■ **Written request**
Reproduce every line of the listing below verbatim, omitting the pictures.

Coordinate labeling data
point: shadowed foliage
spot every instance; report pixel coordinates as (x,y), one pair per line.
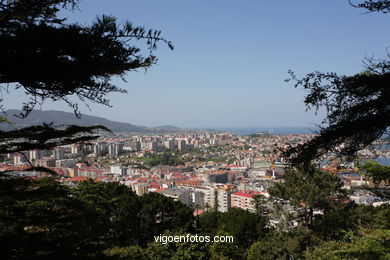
(357,106)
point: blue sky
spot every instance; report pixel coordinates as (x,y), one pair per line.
(231,59)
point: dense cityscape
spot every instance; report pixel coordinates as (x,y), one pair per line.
(203,170)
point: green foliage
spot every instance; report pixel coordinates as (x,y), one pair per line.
(115,211)
(370,244)
(129,253)
(225,251)
(45,137)
(376,171)
(374,6)
(245,227)
(159,214)
(53,60)
(309,188)
(40,218)
(165,158)
(350,101)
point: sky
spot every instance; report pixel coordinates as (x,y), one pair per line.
(231,58)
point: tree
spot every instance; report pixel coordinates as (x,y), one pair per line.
(370,244)
(358,106)
(40,218)
(52,60)
(159,214)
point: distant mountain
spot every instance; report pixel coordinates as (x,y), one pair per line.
(64,118)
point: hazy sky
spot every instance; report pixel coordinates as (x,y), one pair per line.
(231,59)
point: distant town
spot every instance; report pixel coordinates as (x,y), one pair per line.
(204,169)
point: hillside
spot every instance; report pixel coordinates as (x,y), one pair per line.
(64,118)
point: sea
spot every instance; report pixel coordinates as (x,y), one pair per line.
(286,131)
(268,130)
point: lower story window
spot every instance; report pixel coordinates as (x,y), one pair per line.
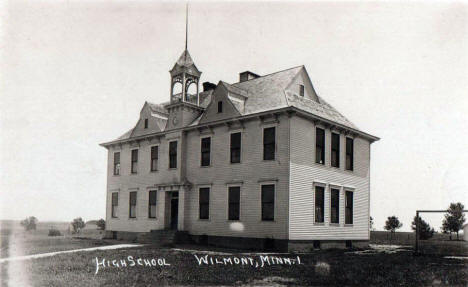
(268,202)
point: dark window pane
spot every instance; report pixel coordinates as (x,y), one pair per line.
(234,203)
(269,143)
(319,204)
(205,151)
(268,202)
(235,147)
(319,146)
(349,207)
(173,154)
(204,203)
(349,153)
(335,206)
(335,150)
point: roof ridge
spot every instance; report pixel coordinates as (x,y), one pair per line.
(269,74)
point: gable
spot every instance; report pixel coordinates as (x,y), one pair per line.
(229,109)
(156,121)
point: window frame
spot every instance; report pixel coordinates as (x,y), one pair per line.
(130,204)
(323,187)
(176,154)
(114,207)
(134,161)
(209,202)
(335,149)
(274,143)
(350,154)
(231,148)
(209,151)
(229,204)
(322,158)
(115,164)
(274,201)
(155,204)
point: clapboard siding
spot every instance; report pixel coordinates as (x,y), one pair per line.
(251,169)
(304,172)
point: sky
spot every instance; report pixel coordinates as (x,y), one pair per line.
(76,74)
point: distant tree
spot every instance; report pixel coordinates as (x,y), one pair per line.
(392,224)
(29,223)
(101,223)
(453,219)
(425,230)
(78,224)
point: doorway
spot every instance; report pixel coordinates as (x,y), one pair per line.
(174,210)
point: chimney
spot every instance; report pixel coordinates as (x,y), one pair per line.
(247,75)
(207,86)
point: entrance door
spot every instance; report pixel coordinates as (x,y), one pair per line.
(174,209)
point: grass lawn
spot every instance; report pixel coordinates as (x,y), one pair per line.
(337,267)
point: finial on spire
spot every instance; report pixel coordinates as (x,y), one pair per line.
(186,24)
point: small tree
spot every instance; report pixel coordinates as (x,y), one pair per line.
(392,224)
(78,224)
(425,230)
(101,223)
(453,219)
(29,223)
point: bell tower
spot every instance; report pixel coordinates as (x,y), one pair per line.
(184,105)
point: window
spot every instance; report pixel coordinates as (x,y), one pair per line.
(319,146)
(319,204)
(335,148)
(268,202)
(134,161)
(115,204)
(154,158)
(235,147)
(234,203)
(349,207)
(349,153)
(117,163)
(132,203)
(173,154)
(152,204)
(205,151)
(204,203)
(301,90)
(269,143)
(335,206)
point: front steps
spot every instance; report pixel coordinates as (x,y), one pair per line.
(165,237)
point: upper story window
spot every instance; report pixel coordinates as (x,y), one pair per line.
(349,153)
(152,204)
(236,147)
(116,163)
(154,158)
(132,205)
(335,150)
(335,205)
(115,204)
(205,151)
(349,207)
(301,90)
(269,143)
(319,146)
(173,154)
(268,202)
(204,203)
(134,161)
(319,204)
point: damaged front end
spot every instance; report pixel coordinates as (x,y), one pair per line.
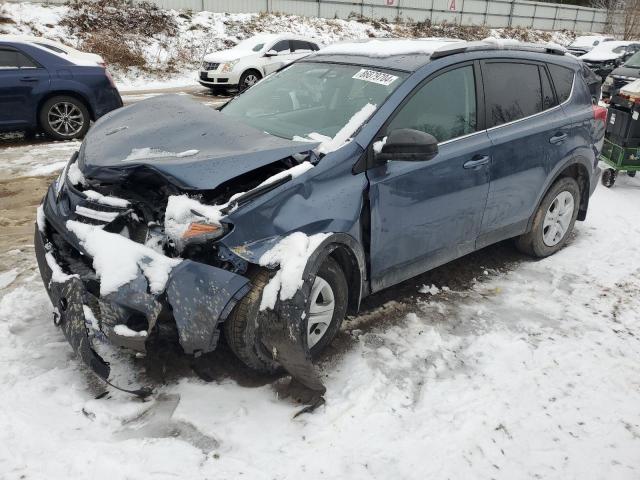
(131,256)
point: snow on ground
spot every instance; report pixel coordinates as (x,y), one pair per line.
(534,373)
(39,158)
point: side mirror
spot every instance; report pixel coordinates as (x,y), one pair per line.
(408,145)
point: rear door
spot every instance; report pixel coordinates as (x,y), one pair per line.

■ **Solution**
point: shadowed foliage
spot every instance; report pixel coordinates as (x,y), one pair per line.
(357,106)
point: blue sky
spot every instance; report pixel coordinates as (x,y), one pair per line.
(231,59)
point: dense cityscape
spot every instance; report pixel coordinates as (x,y), one pair per line.
(203,170)
point: green foliage
spot every instance; report pixel coordinates as (x,y), one pair per line.
(115,211)
(370,244)
(129,253)
(225,251)
(45,137)
(376,171)
(374,6)
(245,227)
(159,214)
(53,60)
(309,188)
(40,218)
(165,158)
(350,101)
point: sky
spot every instance; report pixel coordinates as (x,y), one pair per line.
(231,58)
point: tree
spot every instance; report pixel coordinates as (x,y), one pair per line.
(370,244)
(358,106)
(40,218)
(52,60)
(159,214)
point: distant mountain
spot every instance; report pixel coordinates as (x,y), one pair per line.
(64,118)
point: hazy sky
spot every instance; report pixel coordinates as (x,y), one pair per line.
(231,59)
point: distant town
spot every instance; report pixel coordinates as (x,y), one pair per line.
(204,169)
point: hillside
spot every instance; report pixel coordinates as (x,y), one pair per line.
(64,118)
point: sea
spot every instance; report pixel coordinates as (x,y), one pair per line.
(286,131)
(268,130)
point: lower story window
spot every instance; report pixel coordinates as (x,y), one pair per line.
(268,202)
point: dark window pane
spot every instance; report pixel coordinates as (x,y), one pair per line.
(234,203)
(269,143)
(319,204)
(205,151)
(268,202)
(235,147)
(319,146)
(349,207)
(173,154)
(204,203)
(349,153)
(335,206)
(335,150)
point: roof ridge
spot every instance; report pixel coordinates as (x,y), one pair per line.
(269,74)
point: gable
spot every instance; report pixel coordinates as (x,y), one pair per line.
(229,109)
(156,121)
point: window frame
spot every instance; report pixel coordinates as (x,y), one pair per line.
(130,204)
(323,187)
(176,154)
(114,207)
(134,161)
(209,202)
(335,149)
(274,143)
(350,154)
(231,148)
(209,151)
(229,204)
(322,158)
(115,164)
(274,201)
(155,204)
point: clapboard siding
spot every instance; report pixel coordinates as (x,y), one pair per line.
(251,169)
(304,172)
point: sky
spot every instance; report pixel coordinates as (x,y), one pair per line.
(76,74)
point: distant tree
spot every instance; report pixel coordinates as (x,y), one pair per line.
(392,224)
(29,223)
(101,223)
(453,219)
(425,230)
(78,224)
point: doorway
spot every instance; report pixel coordinates as (x,y), one pair per line.
(174,210)
point: chimney
spot every instance; report pixel coordinates as (x,y), one pair per line.
(247,75)
(207,86)
point: entrance door
spot every instance; report pixel coordinates as (x,y), one pair per line.
(174,209)
point: grass lawn
spot every instance; report pixel coordinates as (x,y), one pair per line.
(337,267)
point: finial on spire
spot every instance; report pixel coordinates as (x,y), one pair per line.
(186,24)
point: small tree
spot every instance; report pixel coordinates as (x,y), one pair per line.
(392,224)
(78,224)
(425,230)
(101,223)
(453,219)
(29,223)
point: bell tower
spot every instance; report pixel coordinates as (x,y), one pair per line.
(184,105)
point: window
spot every instance; report pixel coordinates as (x,y), one pair per line.
(319,146)
(319,204)
(335,148)
(268,202)
(134,161)
(115,204)
(154,158)
(235,147)
(234,203)
(349,207)
(349,153)
(117,163)
(132,203)
(173,154)
(152,204)
(205,151)
(204,203)
(301,90)
(269,143)
(335,206)
point: front steps
spot every instance; report pixel coordinates as (x,y), one pair per line.
(165,237)
point: upper story window
spot every instance; report pixel coordinates as (x,y), one pair per line.
(349,153)
(152,204)
(236,147)
(116,163)
(154,158)
(132,205)
(335,150)
(335,205)
(115,204)
(205,151)
(349,207)
(301,90)
(269,143)
(319,146)
(173,154)
(268,202)
(204,203)
(134,161)
(319,204)
point: damaged front end
spot every instance; report pixel coordinates as (x,y), one pair per line.
(131,256)
point: snow on ground
spot every instance; report pixel coordinates as (x,y), one pair per line.
(534,373)
(39,158)
point: side mirror
spot every instance; report pixel coordinates as (x,y), one pair per line.
(408,145)
point: rear door
spot every instance; report pixel coordinates as (x,y), one pair per line.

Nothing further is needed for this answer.